Task description
Of all the entries below, retype only the lines from the one with "tourists in the image above." through the one with "shikhara in the image above.", exactly as they appear.

[Stored data entries]
******

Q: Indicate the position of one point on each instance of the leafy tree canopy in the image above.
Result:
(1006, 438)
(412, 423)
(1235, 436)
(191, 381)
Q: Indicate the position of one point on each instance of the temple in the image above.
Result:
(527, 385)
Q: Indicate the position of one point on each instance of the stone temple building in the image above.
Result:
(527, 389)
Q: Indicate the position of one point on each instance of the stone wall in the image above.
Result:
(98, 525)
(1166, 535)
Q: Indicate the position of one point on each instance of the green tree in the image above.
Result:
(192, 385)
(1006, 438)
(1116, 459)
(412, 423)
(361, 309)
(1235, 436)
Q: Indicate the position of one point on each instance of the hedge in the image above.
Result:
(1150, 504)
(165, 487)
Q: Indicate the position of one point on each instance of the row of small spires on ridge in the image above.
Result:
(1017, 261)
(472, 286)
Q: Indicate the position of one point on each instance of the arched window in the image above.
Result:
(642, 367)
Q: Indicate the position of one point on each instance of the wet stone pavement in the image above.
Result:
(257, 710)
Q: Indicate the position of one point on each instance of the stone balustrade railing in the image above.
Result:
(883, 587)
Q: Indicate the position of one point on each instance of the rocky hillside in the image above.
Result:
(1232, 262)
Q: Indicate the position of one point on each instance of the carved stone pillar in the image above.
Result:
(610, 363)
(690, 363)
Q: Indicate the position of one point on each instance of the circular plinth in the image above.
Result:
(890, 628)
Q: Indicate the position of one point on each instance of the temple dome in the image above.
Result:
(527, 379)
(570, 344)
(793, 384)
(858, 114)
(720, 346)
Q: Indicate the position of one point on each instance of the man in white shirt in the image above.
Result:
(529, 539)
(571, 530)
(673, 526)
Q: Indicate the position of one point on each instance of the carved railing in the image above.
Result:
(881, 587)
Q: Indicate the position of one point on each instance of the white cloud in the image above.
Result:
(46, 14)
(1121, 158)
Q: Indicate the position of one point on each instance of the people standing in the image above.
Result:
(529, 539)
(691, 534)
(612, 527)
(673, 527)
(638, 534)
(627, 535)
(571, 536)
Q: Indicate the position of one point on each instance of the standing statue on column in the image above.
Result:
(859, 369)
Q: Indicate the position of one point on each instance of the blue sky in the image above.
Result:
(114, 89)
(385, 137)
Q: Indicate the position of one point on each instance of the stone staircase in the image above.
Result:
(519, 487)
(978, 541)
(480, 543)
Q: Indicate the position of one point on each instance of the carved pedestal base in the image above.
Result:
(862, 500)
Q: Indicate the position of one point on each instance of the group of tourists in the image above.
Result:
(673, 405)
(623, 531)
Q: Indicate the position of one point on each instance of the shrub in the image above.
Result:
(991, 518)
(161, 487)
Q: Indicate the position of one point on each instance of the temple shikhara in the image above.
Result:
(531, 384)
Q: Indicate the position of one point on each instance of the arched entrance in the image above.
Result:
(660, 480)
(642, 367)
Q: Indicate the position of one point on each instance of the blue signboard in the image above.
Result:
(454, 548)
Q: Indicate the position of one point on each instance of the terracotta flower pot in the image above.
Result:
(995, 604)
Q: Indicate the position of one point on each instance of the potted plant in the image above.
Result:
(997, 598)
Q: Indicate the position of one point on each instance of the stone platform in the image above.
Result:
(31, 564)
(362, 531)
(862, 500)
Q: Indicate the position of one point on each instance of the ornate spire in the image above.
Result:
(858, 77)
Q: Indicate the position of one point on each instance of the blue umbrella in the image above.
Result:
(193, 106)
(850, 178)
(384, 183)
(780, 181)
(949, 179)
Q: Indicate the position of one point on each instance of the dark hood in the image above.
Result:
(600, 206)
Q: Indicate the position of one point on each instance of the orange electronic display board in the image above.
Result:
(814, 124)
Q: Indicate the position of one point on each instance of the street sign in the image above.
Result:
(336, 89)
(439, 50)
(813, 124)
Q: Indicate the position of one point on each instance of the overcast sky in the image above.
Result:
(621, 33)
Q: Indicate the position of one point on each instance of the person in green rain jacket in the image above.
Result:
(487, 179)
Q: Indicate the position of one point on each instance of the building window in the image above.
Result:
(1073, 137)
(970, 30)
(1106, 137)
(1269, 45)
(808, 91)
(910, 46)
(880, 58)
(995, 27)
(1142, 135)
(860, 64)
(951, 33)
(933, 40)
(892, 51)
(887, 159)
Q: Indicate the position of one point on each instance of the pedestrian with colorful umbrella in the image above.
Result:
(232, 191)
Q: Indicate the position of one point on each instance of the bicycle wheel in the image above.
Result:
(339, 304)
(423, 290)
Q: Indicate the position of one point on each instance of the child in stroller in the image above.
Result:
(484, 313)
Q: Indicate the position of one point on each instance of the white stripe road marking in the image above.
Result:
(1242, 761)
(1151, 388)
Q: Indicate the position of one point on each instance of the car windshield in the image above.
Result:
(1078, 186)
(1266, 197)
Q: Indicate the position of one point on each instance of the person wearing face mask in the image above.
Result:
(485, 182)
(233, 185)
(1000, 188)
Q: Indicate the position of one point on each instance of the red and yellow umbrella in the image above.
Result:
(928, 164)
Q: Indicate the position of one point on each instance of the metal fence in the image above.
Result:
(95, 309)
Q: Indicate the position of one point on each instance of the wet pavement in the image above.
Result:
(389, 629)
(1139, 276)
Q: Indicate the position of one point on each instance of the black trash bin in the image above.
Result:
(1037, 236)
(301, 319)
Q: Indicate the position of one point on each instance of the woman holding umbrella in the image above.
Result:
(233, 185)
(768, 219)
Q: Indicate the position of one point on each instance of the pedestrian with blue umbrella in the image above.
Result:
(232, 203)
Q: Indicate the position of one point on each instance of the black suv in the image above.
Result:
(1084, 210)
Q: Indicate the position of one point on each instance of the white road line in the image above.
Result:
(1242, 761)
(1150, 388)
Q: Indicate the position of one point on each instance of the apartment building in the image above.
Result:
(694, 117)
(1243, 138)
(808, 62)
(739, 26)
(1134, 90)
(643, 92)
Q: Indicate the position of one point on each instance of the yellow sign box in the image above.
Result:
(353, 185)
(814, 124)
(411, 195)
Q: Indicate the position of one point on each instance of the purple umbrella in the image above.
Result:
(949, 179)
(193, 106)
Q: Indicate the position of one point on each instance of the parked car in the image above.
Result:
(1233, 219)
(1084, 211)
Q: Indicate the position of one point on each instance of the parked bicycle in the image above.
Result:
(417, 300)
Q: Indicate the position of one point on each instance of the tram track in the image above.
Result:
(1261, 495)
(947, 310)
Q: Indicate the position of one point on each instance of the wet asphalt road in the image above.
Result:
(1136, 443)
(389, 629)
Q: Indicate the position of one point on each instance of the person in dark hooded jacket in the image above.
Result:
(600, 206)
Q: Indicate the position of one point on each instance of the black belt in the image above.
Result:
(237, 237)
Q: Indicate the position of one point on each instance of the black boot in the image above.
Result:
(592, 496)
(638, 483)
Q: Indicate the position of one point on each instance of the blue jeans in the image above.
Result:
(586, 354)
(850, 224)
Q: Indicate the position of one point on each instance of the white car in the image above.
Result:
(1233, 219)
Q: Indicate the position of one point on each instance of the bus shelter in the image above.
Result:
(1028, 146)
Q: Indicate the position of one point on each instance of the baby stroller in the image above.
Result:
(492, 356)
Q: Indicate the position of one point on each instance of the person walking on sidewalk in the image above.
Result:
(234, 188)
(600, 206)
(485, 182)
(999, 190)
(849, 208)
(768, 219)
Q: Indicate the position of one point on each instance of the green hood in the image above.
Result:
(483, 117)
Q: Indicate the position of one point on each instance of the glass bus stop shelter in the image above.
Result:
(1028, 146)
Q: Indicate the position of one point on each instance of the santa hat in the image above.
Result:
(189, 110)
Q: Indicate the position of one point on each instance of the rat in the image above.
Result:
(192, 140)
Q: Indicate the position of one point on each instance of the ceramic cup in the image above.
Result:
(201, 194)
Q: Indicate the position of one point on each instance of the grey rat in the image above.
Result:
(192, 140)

******

Expected answer
Q: Indicate the position of one point on each instance of the group of tourists in the image above.
Result:
(673, 405)
(623, 531)
Q: Indicate the position of one point on each instance of the shrub in the image above.
Result:
(991, 518)
(161, 487)
Q: Indicate the position of one point on each instance of the temple shikhara in the image above.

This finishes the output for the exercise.